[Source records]
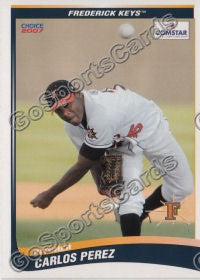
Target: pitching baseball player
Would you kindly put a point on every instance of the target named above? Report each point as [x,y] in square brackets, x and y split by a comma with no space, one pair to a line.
[113,129]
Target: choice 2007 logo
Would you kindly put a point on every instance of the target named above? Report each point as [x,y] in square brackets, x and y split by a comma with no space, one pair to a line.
[32,27]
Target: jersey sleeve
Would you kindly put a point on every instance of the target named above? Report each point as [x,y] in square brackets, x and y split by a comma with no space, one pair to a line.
[99,134]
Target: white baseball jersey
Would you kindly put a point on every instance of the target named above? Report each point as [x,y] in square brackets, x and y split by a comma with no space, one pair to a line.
[114,115]
[122,116]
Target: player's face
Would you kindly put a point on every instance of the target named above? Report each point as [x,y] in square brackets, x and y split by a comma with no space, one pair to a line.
[72,113]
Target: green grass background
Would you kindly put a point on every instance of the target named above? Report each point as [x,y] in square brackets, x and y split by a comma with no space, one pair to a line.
[44,153]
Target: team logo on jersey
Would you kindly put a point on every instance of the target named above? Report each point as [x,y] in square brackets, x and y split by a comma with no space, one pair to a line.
[91,133]
[134,130]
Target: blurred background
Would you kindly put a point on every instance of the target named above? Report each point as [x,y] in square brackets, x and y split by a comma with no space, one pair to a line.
[162,71]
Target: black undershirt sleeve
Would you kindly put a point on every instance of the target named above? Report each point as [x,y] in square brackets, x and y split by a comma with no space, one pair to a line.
[91,153]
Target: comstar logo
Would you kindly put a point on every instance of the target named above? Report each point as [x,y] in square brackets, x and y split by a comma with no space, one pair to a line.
[32,27]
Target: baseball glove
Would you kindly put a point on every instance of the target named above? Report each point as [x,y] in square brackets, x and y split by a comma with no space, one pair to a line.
[107,174]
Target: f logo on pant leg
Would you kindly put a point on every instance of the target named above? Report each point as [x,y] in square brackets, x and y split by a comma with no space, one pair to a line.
[172,210]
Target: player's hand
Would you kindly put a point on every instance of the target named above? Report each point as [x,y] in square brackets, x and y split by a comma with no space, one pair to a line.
[42,200]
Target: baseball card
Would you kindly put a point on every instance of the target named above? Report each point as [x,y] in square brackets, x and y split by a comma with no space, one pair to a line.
[100,156]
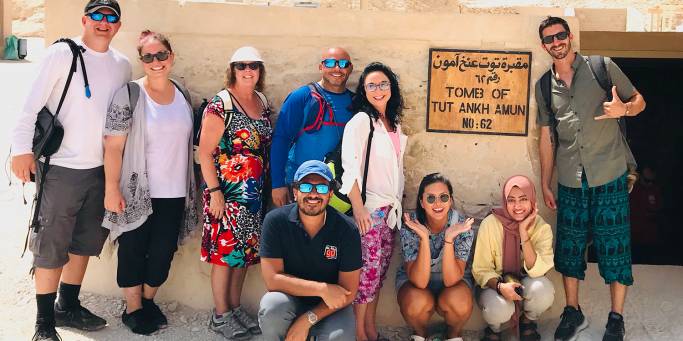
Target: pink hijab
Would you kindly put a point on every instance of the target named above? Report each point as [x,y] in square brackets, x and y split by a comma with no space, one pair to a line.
[512,257]
[511,252]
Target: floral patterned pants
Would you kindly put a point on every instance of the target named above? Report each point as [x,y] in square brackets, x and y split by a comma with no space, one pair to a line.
[377,246]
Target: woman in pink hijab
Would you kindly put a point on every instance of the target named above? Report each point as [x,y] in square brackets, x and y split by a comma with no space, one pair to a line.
[513,252]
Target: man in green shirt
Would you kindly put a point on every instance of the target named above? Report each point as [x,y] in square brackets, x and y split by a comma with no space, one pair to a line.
[592,157]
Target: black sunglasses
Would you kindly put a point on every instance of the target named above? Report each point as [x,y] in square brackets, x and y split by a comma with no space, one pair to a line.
[431,198]
[98,16]
[160,56]
[331,62]
[305,187]
[559,36]
[242,66]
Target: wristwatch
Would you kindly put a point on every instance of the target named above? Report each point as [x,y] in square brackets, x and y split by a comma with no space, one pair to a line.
[312,317]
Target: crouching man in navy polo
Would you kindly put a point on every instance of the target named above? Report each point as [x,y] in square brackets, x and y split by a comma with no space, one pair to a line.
[310,262]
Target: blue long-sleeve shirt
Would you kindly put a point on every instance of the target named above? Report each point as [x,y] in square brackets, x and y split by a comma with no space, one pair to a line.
[290,148]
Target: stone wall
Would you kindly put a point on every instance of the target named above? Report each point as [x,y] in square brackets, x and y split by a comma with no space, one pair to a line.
[291,40]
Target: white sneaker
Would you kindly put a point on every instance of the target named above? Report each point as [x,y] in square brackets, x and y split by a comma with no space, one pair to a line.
[228,326]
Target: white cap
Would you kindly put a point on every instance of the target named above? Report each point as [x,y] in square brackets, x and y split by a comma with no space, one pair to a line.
[246,54]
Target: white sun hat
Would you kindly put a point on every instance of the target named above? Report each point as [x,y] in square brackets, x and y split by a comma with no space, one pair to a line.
[246,54]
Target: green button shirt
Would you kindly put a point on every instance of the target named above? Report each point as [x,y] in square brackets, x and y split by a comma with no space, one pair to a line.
[586,145]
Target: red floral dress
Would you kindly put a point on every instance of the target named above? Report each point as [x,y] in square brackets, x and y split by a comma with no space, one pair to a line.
[240,159]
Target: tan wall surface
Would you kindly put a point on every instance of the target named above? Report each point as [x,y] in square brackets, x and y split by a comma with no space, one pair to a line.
[634,44]
[291,40]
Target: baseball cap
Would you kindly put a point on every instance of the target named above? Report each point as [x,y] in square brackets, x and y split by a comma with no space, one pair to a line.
[246,54]
[94,5]
[313,167]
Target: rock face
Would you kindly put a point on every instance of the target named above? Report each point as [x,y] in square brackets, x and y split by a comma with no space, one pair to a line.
[29,18]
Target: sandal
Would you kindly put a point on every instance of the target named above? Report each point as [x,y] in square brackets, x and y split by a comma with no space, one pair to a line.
[490,335]
[528,331]
[380,338]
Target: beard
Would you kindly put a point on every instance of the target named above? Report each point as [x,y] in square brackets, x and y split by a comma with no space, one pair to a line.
[315,210]
[561,53]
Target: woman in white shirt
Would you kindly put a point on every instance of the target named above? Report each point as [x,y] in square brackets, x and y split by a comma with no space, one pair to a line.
[377,102]
[149,180]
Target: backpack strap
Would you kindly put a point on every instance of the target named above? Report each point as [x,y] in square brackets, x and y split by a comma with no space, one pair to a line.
[228,108]
[599,70]
[547,94]
[133,94]
[367,158]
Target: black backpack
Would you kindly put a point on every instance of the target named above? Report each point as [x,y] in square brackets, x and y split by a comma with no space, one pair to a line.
[599,70]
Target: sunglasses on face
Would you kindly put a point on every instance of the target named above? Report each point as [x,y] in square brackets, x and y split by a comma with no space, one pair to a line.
[559,36]
[305,187]
[243,66]
[431,198]
[160,56]
[331,62]
[381,86]
[98,16]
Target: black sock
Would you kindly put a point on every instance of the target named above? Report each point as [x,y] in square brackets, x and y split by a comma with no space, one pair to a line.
[147,302]
[46,308]
[68,296]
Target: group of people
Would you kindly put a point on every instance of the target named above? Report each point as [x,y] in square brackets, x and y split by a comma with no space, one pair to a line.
[126,169]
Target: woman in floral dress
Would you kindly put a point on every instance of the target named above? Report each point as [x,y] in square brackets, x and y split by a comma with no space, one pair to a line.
[235,137]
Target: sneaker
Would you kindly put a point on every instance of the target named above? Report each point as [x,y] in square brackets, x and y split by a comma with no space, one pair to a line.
[138,322]
[247,321]
[571,323]
[614,331]
[155,314]
[79,318]
[45,332]
[228,326]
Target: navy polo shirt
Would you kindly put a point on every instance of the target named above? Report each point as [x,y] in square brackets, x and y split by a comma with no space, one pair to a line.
[336,247]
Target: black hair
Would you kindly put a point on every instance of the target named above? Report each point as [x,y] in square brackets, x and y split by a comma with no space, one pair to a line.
[426,181]
[550,21]
[395,103]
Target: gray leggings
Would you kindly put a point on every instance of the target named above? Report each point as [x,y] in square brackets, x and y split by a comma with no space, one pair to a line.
[539,294]
[279,310]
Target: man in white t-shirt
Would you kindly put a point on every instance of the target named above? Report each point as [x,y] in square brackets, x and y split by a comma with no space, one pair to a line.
[69,227]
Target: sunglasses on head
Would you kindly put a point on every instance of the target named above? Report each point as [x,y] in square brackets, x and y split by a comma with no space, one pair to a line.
[98,16]
[242,66]
[331,62]
[431,198]
[374,87]
[160,56]
[305,187]
[559,36]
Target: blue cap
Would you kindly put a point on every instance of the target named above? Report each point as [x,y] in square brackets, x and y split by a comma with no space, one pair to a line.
[313,167]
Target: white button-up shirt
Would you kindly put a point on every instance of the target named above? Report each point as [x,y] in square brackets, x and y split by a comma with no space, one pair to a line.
[385,175]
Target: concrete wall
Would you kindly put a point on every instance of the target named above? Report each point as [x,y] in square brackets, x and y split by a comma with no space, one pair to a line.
[634,44]
[291,40]
[5,23]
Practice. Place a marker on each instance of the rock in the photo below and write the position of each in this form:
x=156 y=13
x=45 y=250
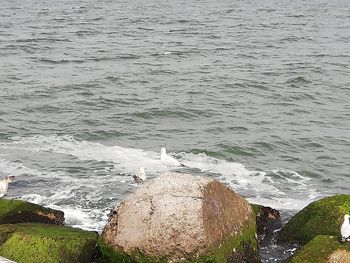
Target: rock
x=18 y=211
x=45 y=243
x=177 y=217
x=322 y=217
x=267 y=221
x=323 y=249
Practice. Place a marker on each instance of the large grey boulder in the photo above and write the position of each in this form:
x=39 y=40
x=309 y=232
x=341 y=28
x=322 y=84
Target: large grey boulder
x=181 y=217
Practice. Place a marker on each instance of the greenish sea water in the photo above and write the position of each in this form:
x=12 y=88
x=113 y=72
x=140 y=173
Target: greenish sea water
x=253 y=93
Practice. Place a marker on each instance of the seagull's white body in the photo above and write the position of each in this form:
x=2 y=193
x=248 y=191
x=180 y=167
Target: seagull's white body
x=345 y=229
x=168 y=160
x=4 y=185
x=141 y=176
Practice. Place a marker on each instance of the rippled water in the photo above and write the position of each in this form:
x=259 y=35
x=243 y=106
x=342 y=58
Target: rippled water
x=253 y=93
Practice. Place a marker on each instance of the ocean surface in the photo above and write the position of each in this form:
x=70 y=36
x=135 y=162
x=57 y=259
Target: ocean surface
x=253 y=93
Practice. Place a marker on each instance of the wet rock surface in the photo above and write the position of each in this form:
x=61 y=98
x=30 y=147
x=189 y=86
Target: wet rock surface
x=183 y=217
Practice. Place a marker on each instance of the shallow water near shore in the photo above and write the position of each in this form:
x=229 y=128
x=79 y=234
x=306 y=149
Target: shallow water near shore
x=252 y=93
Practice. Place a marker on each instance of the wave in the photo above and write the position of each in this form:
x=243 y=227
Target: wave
x=85 y=198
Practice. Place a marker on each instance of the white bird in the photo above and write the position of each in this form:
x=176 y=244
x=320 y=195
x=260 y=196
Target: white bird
x=4 y=184
x=140 y=176
x=168 y=160
x=345 y=229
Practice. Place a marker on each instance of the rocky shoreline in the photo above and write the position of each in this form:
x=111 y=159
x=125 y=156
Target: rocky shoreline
x=176 y=218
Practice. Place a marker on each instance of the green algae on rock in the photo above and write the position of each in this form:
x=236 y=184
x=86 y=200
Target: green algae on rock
x=45 y=243
x=18 y=211
x=323 y=249
x=322 y=217
x=267 y=219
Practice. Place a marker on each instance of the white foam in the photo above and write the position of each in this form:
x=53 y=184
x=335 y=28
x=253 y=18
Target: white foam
x=263 y=187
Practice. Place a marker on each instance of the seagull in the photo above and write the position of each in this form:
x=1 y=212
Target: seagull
x=4 y=184
x=345 y=229
x=168 y=160
x=140 y=176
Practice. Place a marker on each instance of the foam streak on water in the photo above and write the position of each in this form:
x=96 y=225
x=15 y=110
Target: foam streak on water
x=88 y=193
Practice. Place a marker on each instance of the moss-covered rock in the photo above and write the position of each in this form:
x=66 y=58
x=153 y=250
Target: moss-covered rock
x=267 y=220
x=44 y=243
x=323 y=249
x=322 y=217
x=18 y=211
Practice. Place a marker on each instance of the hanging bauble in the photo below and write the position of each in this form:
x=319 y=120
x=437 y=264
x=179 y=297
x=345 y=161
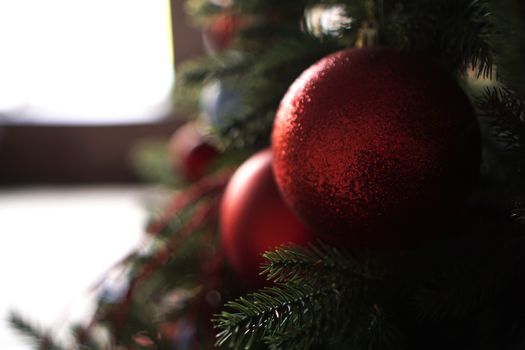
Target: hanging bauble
x=190 y=152
x=218 y=101
x=375 y=148
x=219 y=34
x=254 y=218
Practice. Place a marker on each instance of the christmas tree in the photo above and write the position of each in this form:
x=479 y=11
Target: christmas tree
x=372 y=150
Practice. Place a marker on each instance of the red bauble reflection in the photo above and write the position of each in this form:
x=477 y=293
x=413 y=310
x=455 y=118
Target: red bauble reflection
x=190 y=153
x=254 y=218
x=374 y=148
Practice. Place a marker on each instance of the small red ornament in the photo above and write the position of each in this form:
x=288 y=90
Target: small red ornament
x=190 y=153
x=375 y=148
x=254 y=218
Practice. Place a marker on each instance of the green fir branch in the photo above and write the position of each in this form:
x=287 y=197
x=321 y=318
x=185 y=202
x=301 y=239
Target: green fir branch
x=456 y=34
x=294 y=263
x=321 y=294
x=278 y=310
x=506 y=110
x=39 y=338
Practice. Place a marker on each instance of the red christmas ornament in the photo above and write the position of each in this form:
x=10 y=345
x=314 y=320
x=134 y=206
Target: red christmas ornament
x=254 y=218
x=375 y=148
x=190 y=153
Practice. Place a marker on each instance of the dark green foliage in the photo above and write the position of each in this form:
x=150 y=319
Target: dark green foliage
x=506 y=109
x=456 y=34
x=39 y=338
x=322 y=298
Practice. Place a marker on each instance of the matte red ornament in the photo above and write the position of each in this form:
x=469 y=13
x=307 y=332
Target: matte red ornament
x=255 y=219
x=375 y=148
x=190 y=153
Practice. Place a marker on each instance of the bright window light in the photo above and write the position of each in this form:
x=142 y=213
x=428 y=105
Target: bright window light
x=84 y=61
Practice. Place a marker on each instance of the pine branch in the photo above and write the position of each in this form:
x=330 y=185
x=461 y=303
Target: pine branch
x=325 y=293
x=278 y=310
x=506 y=109
x=457 y=34
x=39 y=338
x=295 y=263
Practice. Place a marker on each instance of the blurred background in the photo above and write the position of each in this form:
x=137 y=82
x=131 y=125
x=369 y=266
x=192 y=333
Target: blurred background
x=82 y=83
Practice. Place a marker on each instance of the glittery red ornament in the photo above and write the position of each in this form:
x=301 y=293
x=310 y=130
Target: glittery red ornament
x=254 y=218
x=375 y=148
x=190 y=153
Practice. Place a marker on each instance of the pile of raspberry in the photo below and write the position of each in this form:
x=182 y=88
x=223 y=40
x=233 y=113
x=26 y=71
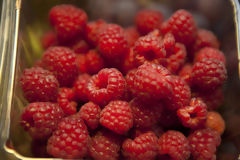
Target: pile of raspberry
x=146 y=92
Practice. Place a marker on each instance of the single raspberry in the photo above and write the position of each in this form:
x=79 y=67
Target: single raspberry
x=150 y=81
x=90 y=113
x=148 y=20
x=62 y=62
x=39 y=85
x=105 y=145
x=176 y=60
x=40 y=119
x=49 y=39
x=94 y=62
x=205 y=38
x=203 y=143
x=208 y=73
x=185 y=73
x=145 y=113
x=92 y=30
x=175 y=145
x=80 y=87
x=213 y=99
x=148 y=49
x=181 y=24
x=215 y=121
x=194 y=115
x=143 y=147
x=107 y=85
x=66 y=97
x=132 y=35
x=70 y=140
x=68 y=21
x=181 y=93
x=112 y=41
x=209 y=52
x=117 y=116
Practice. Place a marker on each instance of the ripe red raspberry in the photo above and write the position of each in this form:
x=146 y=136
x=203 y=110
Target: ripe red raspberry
x=70 y=140
x=203 y=143
x=181 y=24
x=150 y=81
x=213 y=99
x=94 y=62
x=66 y=97
x=40 y=119
x=105 y=145
x=39 y=85
x=68 y=21
x=92 y=30
x=181 y=93
x=148 y=20
x=112 y=41
x=208 y=73
x=194 y=115
x=185 y=73
x=62 y=62
x=209 y=52
x=145 y=113
x=148 y=49
x=132 y=35
x=143 y=147
x=49 y=39
x=205 y=38
x=176 y=60
x=117 y=116
x=107 y=85
x=80 y=87
x=175 y=145
x=90 y=113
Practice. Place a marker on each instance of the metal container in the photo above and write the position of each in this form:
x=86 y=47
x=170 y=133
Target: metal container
x=24 y=21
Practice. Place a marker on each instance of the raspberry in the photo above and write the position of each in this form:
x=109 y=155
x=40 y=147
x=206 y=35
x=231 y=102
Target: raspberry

# Directive
Set down, unchanged, the line that contains "Practice. Place a marker on each instance of the metal" together with every later line in the records, through the last one.

# Complete output
Practice. Place a marker on each instance of the metal container in the photo above and write the position of each in this form:
x=86 y=47
x=170 y=133
Target: metal container
x=24 y=21
Practice. Place a marker on each instance of the raspberry in the photo above and write the position of each in this form:
x=109 y=155
x=40 y=147
x=206 y=35
x=231 y=102
Target: raspberry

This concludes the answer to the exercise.